VORGEGEBENER TEXT
....................

Umgekehrt ist auch das Leben im Tod gegenwärtig;

der Tod führt das Leben zu seiner Vollendung, er bringt es zu seiner endgültigen Gestalt. Erst im Tod wird das Ganze des Lebens endgültig. Nur vom Tod her bekommt darum das Leben Endgültigkeit. Mehr noch: Von Tod her erhält es auch das Drängende und Unaufschiebbare. Wäre der Tod nicht, wäre das Leben gleich-gültig, beliebig, aufschiebbar. Der Philosoph Kaufmann schreibt dazu:

„Für die meisten von uns kommt der Tod nicht früh genug. Durch das Gefühl, der Tod sei fern und belanglos, werden Leben verdorben und faul...Man führt ein besseres Leben, wenn man ein Rendevous mit dem Tod ausgemacht hat. Nicht nur die Liebe kann tiefer, inniger und leidenschaftlicher werden, wenn man erwartet, bald zu sterben. Das ganze Leben wird dadurch bereichert.“

Der Tod macht das Leben als Geschenk und Gabe erfahrbar

In ihrem Roman Tous les hommes sont mortels (1946) lässt Simone de Beauvoir ihren Romanhelden Fosca durch ein Lebenselexier unsterblich werden. An ihm zeigt die Autorin, dass alle Lebensfreude, alle Erlebnismöglichkeit, alle soziale Verbundenheit und Verantwortung schwinden, wo der Tod das Leben nicht mehr begrenzt. Nichts hat mehr Gewicht; in einem solchen Leben bleibt alles unverbindlich, oberflächlich, ein stets widerrufbares Spiel.

....................

ROHDATEN
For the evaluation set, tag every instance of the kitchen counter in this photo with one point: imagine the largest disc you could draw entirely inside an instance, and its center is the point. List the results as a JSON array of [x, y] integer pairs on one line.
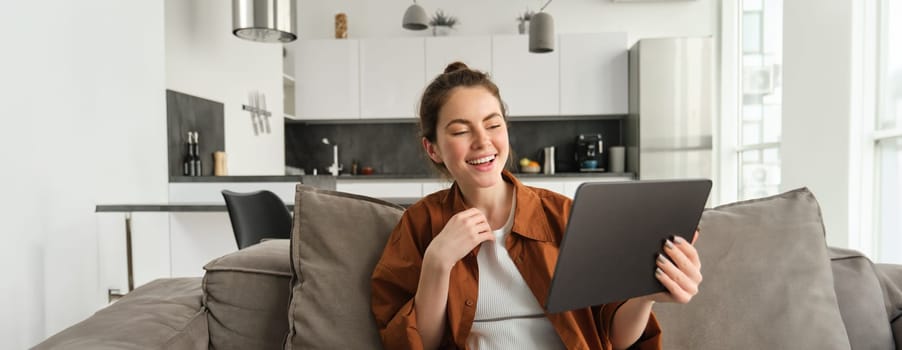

....................

ZIELE
1. Kopiere aus dem Text über Tod und Leben den Abschnitt, der mit „In ihrem Roman“ beginnt und bis einschließlich „stets widerrufbares Spiel.“ reicht, wortgetreu.
2. Stimmen die folgenden Aussagen mit dem Text über Tod und Leben überein? Antworte jeweils mit Ja oder Nein und zitiere die entscheidenden Worte des Textes wörtlich.
(a) Das Ganze des Lebens wird erst im Tod endgültig.
(b) Simone de Beauvoirs Roman erschien 1950.
(c) Fosca wird durch ein Lebenselexier unsterblich.
3. Zähle alles auf, was laut dem Text über Tod und Leben schwindet, wo der Tod das Leben nicht mehr begrenzt.

GEGEBENE ANTWORTEN
1.
In ihrem Roman Tous les hommes sont mortels (1946) lässt Simone de Beauvoir ihren Romanhelden Fosca durch ein Lebenselexier unsterblich werden. An ihm zeigt die Autorin, dass alle Lebensfreude, alle Erlebnismöglichkeit, alle soziale Verbundenheit und Verantwortung schwinden, wo der Tod das Leben nicht mehr begrenzt. Nichts hat mehr Gewicht; in einem solchen Leben bleibt alles unverbindlich, oberflächlich, ein stets widerrufbares Spiel.

2.
(a) Ja: „Erst im Tod wird das Ganze des Lebens endgültig.“
(b) Nein: „Tous les hommes sont mortels (1946)“
(c) Ja: „lässt Simone de Beauvoir ihren Romanhelden Fosca durch ein Lebenselexier unsterblich werden“

3. Lebensfreude, Erlebnismöglichkeit, soziale Verbundenheit, Verantwortung